His Progressive Education Has Come Full Circle: Gabriel Kuriloff ’90
The student-centered, progressive education Gabriel Kuriloff enjoyed at The Miquon School laid a strong foundation for the career he has had and the position he now holds.
Kuriloff, who graduated from Miquon in 1990, is now the principal of Vaux Big Picture High School in the Sharswood section of North Philadelphia, one of the city’s poorest areas with one of its highest crime rates and lowest positive outcomes in high school graduation rates.
The original Vaux High School closed in 2013 and reopened, transformed, just last year, as part of a massive half-billion-dollar plan put in place by Philadelphia’s Housing Authority (PHA) to reinvigorate some of the neighborhoods struggling the most. The PHA and Philadelphia School District are working closely with Big Picture Learning Philadelphia, a subsidiary of the national education nonprofit, to lift and stabilize the struggling neighborhood.
Big Picture has a five-year contract with the school district to run the high school and tapped Kuriloff to lead it.
“The school is profoundly student-centered, and all learning is project-based around traditional subject areas,” Kuriloff explains. For example, as freshmen, students visit a wide range of professional sites around the city, talking to those who work there and learning from them. Based on their interests, students choose areas in which they will spend more time, so by the time they are sophomores, they will work two days a week with an onsite mentor and accomplish meaningful projects.
“This can be in horticulture, culinary arts, health care, architecture, and so much more,” he says. “It is a powerful and meaningful experience for both partners.”
Two of the school’s guiding principles sound as if they came straight from Miquon’s playbook: Students who are encouraged to follow their passions as they find meaningful places in the community and the insistence on strong, nurturing and mentoring student-teacher relationships.
This approach requires faculty and staff who are willing and able to meet the students where they are, understand them and hold them accountable without being reactionary or punitive and help them understand their choices and behaviors.
Kuriloff is committed to this approach and is well-versed in it with an educational background well-suited to his leadership.
“My Miquon education is incredibly relevant to the work I’m doing now and is such a good Progressive education story,” says Kuriloff, who continued his education after Miquon at Friends Select School in Philadelphia and then Brown University, where he interned with the Coalition of Essential Schools, the organization that helped sponsor Big Picture Learning.

Problems and tasks
a. Copy the passage from the Miquon alumnus profile word for word, between "The original Vaux" and "the struggling neighborhood.", inclusive.
b. In the Miquon alumnus profile, how long is Big Picture's contract with the school district to run the high school?

Provided material
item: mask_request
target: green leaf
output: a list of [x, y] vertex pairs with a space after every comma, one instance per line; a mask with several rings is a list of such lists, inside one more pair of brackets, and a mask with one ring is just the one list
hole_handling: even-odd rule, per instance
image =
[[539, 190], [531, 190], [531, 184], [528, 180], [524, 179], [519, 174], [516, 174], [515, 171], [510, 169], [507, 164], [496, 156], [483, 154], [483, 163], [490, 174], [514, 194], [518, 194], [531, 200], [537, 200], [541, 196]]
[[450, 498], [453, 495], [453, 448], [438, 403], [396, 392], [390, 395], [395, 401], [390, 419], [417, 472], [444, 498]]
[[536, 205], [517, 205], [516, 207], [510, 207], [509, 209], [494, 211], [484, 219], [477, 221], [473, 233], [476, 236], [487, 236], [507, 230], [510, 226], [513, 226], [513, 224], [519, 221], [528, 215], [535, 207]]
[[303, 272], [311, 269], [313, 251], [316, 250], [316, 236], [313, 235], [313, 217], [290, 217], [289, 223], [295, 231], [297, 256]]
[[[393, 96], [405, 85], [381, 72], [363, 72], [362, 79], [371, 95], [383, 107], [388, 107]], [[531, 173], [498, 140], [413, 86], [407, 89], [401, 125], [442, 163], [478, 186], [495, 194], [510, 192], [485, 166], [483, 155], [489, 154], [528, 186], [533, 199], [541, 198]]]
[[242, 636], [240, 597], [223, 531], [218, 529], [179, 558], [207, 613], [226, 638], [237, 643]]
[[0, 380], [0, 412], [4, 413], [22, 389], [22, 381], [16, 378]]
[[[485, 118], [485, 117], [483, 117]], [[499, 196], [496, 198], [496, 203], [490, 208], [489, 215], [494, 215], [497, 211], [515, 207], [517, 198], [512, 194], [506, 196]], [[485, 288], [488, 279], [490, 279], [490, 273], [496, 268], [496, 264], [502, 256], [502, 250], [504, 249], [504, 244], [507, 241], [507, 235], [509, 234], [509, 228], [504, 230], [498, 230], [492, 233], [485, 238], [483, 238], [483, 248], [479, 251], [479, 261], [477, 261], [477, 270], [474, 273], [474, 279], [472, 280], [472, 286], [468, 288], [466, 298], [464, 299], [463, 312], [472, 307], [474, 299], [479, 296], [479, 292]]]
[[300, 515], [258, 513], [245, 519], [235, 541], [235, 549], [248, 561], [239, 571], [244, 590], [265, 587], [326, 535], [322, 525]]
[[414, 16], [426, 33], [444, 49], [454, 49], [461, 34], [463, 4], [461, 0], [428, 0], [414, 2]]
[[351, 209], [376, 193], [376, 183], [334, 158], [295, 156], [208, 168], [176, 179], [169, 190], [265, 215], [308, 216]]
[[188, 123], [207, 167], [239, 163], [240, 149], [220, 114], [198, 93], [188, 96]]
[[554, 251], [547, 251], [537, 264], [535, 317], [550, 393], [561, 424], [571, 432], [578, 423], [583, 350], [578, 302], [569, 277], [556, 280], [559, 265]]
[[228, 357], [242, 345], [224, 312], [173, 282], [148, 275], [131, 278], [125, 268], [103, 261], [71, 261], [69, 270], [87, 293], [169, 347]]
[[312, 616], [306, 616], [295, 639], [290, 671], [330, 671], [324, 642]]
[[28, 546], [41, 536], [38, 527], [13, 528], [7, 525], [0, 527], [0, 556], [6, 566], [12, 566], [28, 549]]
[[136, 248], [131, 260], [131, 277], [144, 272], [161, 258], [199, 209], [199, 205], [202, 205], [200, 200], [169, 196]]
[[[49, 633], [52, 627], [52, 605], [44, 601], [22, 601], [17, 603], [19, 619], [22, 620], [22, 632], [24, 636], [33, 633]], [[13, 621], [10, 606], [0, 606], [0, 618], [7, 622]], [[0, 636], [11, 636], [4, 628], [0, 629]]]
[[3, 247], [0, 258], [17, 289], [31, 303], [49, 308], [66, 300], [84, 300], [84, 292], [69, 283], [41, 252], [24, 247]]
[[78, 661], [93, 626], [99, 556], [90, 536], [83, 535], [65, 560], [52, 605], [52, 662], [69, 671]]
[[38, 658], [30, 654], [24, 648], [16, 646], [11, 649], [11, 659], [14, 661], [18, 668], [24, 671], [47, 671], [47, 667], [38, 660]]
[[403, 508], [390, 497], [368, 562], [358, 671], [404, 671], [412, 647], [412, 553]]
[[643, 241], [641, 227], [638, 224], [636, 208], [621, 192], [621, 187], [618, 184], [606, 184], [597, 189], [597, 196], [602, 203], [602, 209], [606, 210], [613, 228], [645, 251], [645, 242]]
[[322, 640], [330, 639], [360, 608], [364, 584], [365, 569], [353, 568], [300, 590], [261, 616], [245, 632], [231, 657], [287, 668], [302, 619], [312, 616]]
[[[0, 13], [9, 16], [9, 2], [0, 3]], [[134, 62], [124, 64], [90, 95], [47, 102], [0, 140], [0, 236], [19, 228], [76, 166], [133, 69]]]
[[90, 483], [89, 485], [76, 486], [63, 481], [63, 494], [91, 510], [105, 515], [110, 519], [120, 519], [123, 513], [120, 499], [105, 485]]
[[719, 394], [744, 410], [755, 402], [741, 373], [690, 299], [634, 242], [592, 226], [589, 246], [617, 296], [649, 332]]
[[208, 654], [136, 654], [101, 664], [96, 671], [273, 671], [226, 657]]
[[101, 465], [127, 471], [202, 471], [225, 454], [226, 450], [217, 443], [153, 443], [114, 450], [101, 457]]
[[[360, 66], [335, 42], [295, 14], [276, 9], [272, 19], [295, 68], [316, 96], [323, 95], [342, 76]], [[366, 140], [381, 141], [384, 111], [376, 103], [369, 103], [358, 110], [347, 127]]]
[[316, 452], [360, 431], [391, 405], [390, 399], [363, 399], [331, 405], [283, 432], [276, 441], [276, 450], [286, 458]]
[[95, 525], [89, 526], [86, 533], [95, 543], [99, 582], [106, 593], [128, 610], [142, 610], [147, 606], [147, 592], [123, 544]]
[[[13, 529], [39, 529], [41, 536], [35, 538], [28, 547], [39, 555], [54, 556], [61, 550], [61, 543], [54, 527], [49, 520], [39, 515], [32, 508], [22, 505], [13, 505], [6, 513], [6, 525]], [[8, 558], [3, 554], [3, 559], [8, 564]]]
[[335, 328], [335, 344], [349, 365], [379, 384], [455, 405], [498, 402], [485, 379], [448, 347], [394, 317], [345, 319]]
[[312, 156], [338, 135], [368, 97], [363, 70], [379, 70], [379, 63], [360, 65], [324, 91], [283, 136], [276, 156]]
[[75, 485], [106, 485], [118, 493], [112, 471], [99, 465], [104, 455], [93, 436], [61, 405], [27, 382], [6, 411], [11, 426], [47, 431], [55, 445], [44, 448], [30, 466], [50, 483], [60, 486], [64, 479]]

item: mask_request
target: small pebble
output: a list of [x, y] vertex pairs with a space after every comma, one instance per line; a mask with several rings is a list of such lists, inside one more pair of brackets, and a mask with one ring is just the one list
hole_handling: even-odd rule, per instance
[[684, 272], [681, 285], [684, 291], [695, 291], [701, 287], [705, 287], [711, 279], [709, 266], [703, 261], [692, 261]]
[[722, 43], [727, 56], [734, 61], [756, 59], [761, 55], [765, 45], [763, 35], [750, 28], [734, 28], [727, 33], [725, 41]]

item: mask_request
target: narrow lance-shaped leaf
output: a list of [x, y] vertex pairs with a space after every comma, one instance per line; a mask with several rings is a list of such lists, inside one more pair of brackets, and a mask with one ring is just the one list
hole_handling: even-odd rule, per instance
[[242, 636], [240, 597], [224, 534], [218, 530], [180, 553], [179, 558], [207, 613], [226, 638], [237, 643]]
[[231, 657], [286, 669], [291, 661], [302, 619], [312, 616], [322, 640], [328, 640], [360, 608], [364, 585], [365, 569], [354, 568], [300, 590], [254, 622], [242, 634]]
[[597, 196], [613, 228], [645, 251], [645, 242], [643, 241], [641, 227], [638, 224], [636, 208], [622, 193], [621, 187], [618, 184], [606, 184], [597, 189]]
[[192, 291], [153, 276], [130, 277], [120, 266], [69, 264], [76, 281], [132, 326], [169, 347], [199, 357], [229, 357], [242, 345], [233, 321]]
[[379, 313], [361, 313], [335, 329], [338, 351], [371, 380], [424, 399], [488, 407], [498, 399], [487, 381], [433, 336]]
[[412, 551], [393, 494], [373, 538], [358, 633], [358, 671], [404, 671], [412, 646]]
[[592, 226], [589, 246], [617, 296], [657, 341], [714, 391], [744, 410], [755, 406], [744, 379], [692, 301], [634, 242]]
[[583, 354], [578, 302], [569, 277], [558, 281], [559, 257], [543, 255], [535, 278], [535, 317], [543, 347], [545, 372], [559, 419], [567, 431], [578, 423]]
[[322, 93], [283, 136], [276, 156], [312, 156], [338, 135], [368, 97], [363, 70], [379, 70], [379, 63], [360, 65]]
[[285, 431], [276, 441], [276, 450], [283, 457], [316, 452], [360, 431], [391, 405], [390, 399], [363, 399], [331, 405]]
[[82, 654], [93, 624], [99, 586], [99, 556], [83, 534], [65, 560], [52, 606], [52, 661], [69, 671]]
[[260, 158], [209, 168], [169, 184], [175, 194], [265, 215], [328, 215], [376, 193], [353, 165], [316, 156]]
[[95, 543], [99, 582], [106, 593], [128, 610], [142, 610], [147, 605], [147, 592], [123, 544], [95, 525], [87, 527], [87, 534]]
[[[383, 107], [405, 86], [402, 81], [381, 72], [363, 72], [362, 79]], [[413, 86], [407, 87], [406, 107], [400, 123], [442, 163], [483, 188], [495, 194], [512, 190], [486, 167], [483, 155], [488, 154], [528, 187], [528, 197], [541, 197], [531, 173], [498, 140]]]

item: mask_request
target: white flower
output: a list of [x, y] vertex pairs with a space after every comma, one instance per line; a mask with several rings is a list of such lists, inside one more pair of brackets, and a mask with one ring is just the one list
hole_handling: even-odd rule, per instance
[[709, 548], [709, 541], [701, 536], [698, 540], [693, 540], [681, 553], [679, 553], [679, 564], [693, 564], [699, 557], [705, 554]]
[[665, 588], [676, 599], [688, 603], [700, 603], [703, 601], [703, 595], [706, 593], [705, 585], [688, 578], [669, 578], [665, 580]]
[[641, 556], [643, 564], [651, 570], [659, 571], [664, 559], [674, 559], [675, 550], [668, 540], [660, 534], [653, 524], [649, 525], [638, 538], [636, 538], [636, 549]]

Solutions by task
a.
The original Vaux High School closed in 2013 and reopened, transformed, just last year, as part of a massive half-billion-dollar plan put in place by Philadelphia’s Housing Authority (PHA) to reinvigorate some of the neighborhoods struggling the most. The PHA and Philadelphia School District are working closely with Big Picture Learning Philadelphia, a subsidiary of the national education nonprofit, to lift and stabilize the struggling neighborhood.

b. Five years.